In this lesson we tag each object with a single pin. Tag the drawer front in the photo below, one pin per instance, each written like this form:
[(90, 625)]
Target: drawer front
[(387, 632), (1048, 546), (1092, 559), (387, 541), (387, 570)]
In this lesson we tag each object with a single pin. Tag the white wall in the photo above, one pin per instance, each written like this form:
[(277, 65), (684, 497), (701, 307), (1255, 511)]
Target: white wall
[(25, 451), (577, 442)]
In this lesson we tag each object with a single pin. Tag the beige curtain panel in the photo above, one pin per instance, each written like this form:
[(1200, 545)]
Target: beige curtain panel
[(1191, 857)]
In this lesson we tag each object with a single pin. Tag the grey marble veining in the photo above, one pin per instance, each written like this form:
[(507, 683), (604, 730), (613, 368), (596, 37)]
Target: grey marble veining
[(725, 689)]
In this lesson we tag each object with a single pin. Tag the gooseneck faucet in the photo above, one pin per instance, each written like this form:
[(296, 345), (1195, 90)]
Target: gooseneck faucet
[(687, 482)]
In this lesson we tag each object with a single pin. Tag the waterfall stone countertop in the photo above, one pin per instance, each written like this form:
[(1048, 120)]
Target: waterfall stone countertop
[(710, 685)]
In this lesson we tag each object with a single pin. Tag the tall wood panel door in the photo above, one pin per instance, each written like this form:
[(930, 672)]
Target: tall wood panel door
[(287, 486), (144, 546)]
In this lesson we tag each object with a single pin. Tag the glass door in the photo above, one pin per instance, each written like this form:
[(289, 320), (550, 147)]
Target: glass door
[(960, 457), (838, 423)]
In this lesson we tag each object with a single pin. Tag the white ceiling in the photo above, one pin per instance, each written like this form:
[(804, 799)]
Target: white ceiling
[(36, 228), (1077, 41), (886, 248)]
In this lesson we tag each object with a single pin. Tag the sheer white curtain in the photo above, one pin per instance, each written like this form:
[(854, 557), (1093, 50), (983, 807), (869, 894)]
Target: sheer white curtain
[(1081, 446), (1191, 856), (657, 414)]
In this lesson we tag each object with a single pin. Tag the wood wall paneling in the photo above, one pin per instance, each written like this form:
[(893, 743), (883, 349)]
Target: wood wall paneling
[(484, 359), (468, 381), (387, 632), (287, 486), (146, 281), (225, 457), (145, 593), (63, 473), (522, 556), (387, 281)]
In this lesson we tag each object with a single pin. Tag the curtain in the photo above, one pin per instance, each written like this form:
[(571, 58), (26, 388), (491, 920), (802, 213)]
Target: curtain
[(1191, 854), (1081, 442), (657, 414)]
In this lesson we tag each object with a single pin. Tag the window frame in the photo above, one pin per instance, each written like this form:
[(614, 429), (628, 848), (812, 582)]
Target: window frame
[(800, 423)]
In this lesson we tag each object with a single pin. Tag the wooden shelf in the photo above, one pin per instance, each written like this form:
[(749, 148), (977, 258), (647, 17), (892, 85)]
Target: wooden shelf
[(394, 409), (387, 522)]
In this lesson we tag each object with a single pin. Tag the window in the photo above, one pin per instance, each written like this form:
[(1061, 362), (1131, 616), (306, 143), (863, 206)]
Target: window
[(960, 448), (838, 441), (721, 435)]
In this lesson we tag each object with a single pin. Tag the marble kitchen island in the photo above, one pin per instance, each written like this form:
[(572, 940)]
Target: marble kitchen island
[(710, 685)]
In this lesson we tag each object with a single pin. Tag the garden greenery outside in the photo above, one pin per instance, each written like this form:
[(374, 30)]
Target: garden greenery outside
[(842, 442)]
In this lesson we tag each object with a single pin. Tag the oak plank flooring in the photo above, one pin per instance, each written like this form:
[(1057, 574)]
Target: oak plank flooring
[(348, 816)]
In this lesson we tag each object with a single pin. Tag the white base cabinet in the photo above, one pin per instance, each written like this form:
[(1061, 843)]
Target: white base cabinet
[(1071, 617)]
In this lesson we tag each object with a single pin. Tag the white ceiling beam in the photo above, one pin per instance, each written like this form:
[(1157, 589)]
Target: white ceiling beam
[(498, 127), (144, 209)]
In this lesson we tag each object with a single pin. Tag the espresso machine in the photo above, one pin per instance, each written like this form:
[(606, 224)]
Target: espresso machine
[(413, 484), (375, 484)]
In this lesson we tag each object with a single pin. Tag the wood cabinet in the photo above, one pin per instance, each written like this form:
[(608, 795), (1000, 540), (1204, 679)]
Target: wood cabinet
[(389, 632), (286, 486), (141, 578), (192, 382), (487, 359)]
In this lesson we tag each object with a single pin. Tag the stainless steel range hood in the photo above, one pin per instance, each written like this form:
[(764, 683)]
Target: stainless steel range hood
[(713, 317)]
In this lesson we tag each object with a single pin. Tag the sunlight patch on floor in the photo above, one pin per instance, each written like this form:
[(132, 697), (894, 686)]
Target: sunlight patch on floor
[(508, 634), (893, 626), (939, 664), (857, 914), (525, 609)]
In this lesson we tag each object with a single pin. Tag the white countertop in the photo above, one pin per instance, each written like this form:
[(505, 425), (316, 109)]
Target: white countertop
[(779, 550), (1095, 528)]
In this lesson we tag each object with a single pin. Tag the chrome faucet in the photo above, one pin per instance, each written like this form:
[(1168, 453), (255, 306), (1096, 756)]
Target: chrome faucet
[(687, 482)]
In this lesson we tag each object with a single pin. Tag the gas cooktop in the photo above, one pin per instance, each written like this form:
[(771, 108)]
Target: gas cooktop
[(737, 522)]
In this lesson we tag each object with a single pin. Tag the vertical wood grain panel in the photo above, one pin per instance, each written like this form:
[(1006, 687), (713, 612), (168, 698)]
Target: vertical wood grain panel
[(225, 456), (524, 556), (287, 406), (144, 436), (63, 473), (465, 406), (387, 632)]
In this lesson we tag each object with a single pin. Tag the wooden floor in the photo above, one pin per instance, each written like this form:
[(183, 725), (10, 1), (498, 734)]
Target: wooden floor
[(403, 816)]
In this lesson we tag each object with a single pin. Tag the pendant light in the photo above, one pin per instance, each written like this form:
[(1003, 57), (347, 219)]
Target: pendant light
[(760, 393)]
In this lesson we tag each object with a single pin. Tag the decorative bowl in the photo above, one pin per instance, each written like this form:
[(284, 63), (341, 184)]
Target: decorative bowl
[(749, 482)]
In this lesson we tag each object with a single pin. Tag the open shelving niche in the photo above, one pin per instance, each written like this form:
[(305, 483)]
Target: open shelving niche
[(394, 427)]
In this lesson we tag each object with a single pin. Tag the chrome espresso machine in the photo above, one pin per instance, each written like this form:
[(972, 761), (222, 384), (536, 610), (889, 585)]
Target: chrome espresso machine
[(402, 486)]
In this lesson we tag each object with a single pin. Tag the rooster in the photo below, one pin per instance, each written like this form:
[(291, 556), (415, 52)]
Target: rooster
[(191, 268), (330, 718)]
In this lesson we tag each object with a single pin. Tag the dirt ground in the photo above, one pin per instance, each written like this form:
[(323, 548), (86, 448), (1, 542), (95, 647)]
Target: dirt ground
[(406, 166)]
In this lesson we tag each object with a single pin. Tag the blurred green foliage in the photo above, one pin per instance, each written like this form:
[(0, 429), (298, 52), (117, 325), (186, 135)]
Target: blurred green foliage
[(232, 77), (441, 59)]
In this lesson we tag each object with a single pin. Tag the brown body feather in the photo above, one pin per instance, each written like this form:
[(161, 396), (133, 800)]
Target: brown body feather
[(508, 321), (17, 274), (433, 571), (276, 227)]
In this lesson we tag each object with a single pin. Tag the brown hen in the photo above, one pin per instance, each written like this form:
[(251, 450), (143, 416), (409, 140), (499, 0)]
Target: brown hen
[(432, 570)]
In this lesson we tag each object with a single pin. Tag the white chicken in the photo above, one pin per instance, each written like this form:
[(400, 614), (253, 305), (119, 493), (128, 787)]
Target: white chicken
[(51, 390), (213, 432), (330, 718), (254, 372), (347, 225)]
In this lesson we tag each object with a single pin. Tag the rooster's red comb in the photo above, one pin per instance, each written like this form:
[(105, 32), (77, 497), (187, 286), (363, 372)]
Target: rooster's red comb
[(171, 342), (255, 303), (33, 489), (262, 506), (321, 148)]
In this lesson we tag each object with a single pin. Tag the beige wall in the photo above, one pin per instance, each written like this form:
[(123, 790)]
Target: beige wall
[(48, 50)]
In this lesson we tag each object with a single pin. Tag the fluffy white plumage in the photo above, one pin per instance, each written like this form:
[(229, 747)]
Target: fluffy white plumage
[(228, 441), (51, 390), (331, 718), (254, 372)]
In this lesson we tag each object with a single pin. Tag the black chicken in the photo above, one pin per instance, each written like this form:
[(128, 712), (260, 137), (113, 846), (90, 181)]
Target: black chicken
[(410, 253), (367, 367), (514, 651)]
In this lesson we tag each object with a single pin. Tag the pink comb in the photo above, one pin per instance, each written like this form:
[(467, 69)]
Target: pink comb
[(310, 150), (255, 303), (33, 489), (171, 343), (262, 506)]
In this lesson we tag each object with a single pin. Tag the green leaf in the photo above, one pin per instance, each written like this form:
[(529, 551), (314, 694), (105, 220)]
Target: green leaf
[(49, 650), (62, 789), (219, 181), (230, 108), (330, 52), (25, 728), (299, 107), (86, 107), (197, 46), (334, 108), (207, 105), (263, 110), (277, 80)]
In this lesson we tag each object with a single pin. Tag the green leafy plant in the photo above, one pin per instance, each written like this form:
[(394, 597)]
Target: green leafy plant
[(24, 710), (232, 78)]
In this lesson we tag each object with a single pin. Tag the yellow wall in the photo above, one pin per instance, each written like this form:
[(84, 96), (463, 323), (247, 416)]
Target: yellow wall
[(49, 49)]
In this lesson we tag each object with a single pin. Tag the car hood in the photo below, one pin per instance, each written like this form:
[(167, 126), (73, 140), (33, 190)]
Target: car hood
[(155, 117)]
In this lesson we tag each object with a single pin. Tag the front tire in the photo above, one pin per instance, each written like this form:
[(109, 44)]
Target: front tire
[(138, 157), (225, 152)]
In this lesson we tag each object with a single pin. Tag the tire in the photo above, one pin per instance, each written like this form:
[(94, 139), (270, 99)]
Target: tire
+++++
§ **Required task**: Please rewrite the entries as a Markdown table with columns Row and Text, beginning at the line that contains "Tag the stainless" and stopping after the line that contains "[(779, 550), (1095, 528)]". Number each line in the Row column and leave out any blank lines.

§ **Exercise result**:
| Row | Text |
|---|---|
| 1 | In this lesson we tag each object with a single pin. Tag the stainless steel range hood in the photo above, one pin per instance, each written like this form: |
| 2 | [(764, 683)] |
| 3 | Target: stainless steel range hood |
| 4 | [(713, 317)] |
| 5 | In this lesson we tag each object with a single pin. Tag the sunlight patch on floor in the photo above, one pin per instance, each written like this form: |
| 6 | [(132, 697), (894, 686)] |
| 7 | Target: sunlight patch on floor |
| 8 | [(508, 634), (893, 626), (939, 664), (857, 914), (525, 609)] |
| 9 | In this lesson we tag each object with a single pin. Tag the white countertop in the photo above, one pin per instance, each written like this form: |
| 10 | [(505, 425), (316, 109)] |
| 11 | Target: white countertop |
| 12 | [(779, 550), (1095, 528)] |